*TEXT PROVIDED*:
Kremblas, the Sounds’ 21st manager in 30 years of baseball at Greer Stadium, gives nothing away. He’s not much for small talk, and extracting personal information is like squeezing granite for water. He does not suffer fools gladly, or at all. Without the glasses, his eyes can throw a piercing look that bores through steel, scaring the crap out of any player who dares to arrive late. He does not sit still easily, and he has neither the folksy charm nor the gruff but lovable manner of the stereotypical dugout denizen in Hollywood baseball movies. By the way, Frank Kremblas hates Hollywood baseball movies.

In fact, don’t get Kremblas started on his beefs. For instance, the Reds organization that drafted him in the 23rd round in 1989—especially Jim Bowden, who’s “a prick.” (Bowden, now the controversy-stirring GM of the Washington Nationals, once worked in player development for the Reds.) And politicians. The lights at Greer. Tardiness. Country music. Venezuelan President Hugo Chavez. O’Hare Airport. And United Airlines. Especially United Airlines.

Excerpts from location labeling data:
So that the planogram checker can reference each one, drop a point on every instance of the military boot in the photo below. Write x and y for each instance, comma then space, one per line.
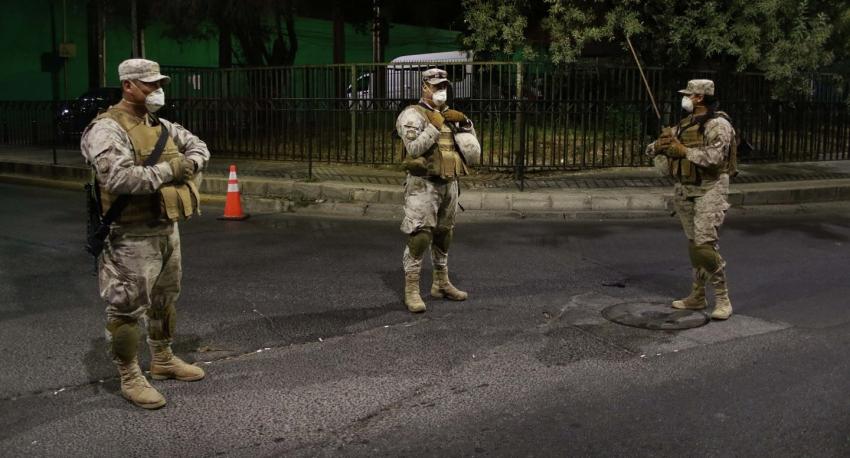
412, 299
164, 365
696, 300
135, 387
442, 287
722, 305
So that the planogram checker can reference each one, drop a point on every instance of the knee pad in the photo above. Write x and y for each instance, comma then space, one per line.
161, 322
708, 258
443, 239
418, 242
123, 339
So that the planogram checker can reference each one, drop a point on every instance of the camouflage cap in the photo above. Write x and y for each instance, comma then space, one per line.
142, 70
434, 76
699, 87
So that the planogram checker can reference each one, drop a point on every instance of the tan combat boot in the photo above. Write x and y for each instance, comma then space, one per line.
135, 387
412, 299
696, 300
722, 305
442, 287
165, 365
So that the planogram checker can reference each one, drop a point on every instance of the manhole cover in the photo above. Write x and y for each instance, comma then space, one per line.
654, 315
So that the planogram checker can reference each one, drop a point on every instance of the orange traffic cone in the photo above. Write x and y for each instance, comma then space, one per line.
233, 205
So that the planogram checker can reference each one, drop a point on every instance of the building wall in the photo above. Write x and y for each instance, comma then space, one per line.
29, 30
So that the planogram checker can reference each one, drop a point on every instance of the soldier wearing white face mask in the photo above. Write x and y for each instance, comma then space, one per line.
700, 154
438, 141
139, 270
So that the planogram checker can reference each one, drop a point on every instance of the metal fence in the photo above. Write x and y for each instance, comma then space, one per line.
527, 116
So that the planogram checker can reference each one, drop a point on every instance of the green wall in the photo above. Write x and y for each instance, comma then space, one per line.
27, 35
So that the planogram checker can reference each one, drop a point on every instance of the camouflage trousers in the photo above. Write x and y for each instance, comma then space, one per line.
140, 272
429, 206
702, 209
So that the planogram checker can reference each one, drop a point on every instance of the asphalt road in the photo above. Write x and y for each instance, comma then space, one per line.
310, 351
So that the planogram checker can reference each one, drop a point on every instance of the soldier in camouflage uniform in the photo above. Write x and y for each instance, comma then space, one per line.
436, 140
700, 154
139, 270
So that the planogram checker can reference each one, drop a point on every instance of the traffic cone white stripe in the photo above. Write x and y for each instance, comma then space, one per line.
233, 202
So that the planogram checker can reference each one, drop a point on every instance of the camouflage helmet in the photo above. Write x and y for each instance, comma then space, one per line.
142, 70
434, 76
699, 87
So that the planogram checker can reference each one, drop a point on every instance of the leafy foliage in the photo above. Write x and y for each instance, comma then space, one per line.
785, 39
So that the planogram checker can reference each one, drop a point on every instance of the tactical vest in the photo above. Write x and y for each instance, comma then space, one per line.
443, 159
171, 202
685, 171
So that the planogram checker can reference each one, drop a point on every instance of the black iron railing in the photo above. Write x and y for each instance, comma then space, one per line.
527, 116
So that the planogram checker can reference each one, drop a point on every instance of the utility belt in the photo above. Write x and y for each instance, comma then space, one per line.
686, 172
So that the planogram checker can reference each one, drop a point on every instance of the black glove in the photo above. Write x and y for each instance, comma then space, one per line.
182, 169
454, 116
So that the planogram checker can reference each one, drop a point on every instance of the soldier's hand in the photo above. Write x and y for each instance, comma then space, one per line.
436, 118
182, 169
676, 149
663, 143
454, 116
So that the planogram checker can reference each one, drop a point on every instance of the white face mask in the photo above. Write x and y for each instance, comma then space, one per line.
439, 98
155, 100
687, 104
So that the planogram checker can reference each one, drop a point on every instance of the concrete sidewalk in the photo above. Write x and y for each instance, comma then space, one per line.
349, 190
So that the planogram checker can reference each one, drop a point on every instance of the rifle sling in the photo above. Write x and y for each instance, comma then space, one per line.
121, 202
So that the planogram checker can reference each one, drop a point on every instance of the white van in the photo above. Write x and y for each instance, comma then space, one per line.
404, 76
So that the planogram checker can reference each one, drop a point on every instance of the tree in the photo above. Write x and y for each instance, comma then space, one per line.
785, 39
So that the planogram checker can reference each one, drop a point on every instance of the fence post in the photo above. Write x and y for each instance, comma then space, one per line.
352, 108
519, 159
53, 133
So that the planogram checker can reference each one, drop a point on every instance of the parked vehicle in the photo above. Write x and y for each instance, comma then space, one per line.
73, 117
403, 78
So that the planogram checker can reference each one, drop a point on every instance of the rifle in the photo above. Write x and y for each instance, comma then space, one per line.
99, 226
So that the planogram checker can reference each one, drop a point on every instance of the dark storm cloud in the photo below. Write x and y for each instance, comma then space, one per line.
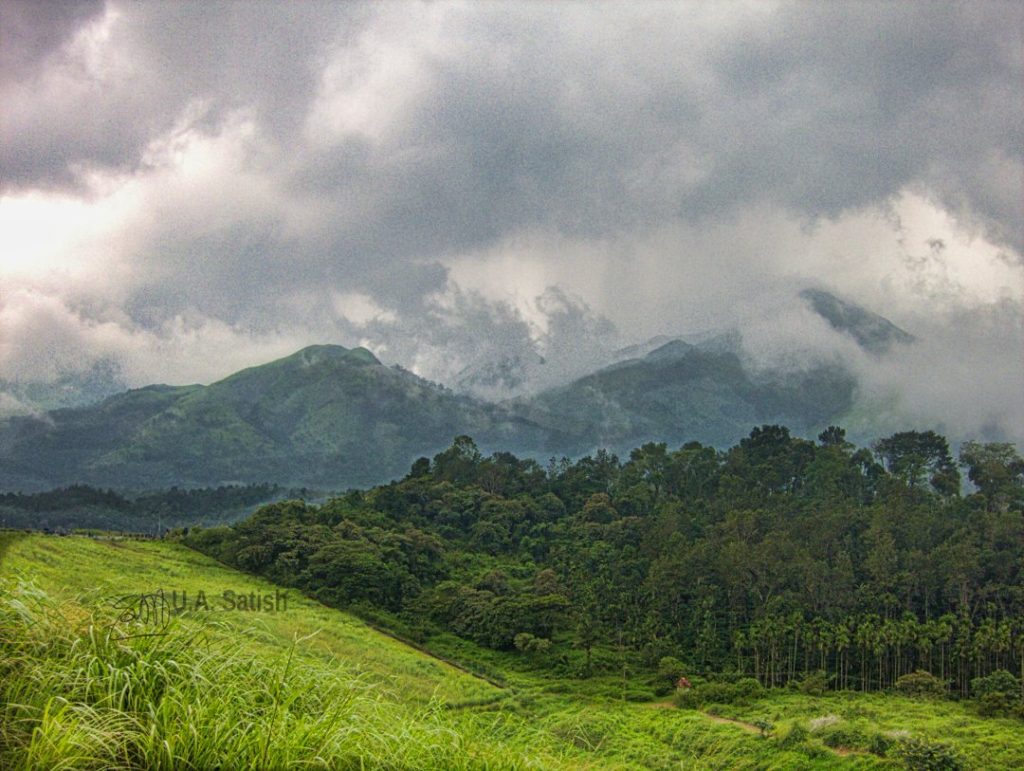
99, 100
31, 31
369, 151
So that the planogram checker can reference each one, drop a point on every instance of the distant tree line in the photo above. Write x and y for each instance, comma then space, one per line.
80, 506
779, 558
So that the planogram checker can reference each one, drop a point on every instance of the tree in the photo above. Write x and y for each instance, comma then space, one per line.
997, 472
920, 457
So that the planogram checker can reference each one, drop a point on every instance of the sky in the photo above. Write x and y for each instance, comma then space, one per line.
187, 188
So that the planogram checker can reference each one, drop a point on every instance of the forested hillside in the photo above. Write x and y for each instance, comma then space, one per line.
780, 558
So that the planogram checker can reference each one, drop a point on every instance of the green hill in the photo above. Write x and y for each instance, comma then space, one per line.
84, 684
326, 416
681, 392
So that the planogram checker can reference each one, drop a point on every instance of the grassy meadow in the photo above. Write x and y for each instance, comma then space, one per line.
85, 684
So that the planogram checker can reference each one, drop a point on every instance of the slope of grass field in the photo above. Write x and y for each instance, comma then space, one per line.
83, 685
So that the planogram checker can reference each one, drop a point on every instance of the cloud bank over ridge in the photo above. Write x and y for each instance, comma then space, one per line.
189, 188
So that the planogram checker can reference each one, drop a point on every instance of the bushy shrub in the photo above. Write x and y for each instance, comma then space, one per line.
999, 681
923, 755
743, 689
814, 684
796, 736
880, 744
921, 684
671, 669
844, 736
996, 704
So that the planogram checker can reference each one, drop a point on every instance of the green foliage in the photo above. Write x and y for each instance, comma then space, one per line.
814, 684
845, 736
921, 684
796, 736
349, 697
922, 755
671, 669
741, 691
999, 681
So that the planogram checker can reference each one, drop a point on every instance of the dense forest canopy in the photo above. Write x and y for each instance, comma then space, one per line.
778, 558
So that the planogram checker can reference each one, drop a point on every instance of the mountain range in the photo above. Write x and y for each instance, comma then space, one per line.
333, 417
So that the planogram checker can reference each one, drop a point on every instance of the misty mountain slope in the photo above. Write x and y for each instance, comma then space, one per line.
873, 333
97, 382
681, 392
326, 416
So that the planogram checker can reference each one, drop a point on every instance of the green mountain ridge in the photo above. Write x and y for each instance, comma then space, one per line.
331, 417
324, 416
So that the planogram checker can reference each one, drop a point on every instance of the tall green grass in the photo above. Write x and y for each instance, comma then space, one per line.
81, 689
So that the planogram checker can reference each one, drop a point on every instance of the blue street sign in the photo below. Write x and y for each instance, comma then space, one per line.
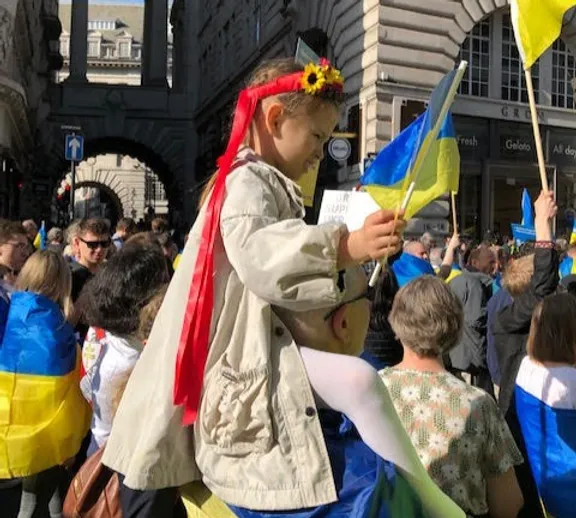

*WHAT YOU SHOULD DO*:
Please give the round in which the Reds drafted Kremblas, according to the text about him. The items aren't needed for this.

*SOLUTION TO THIS EXERCISE*:
The 23rd round, in 1989.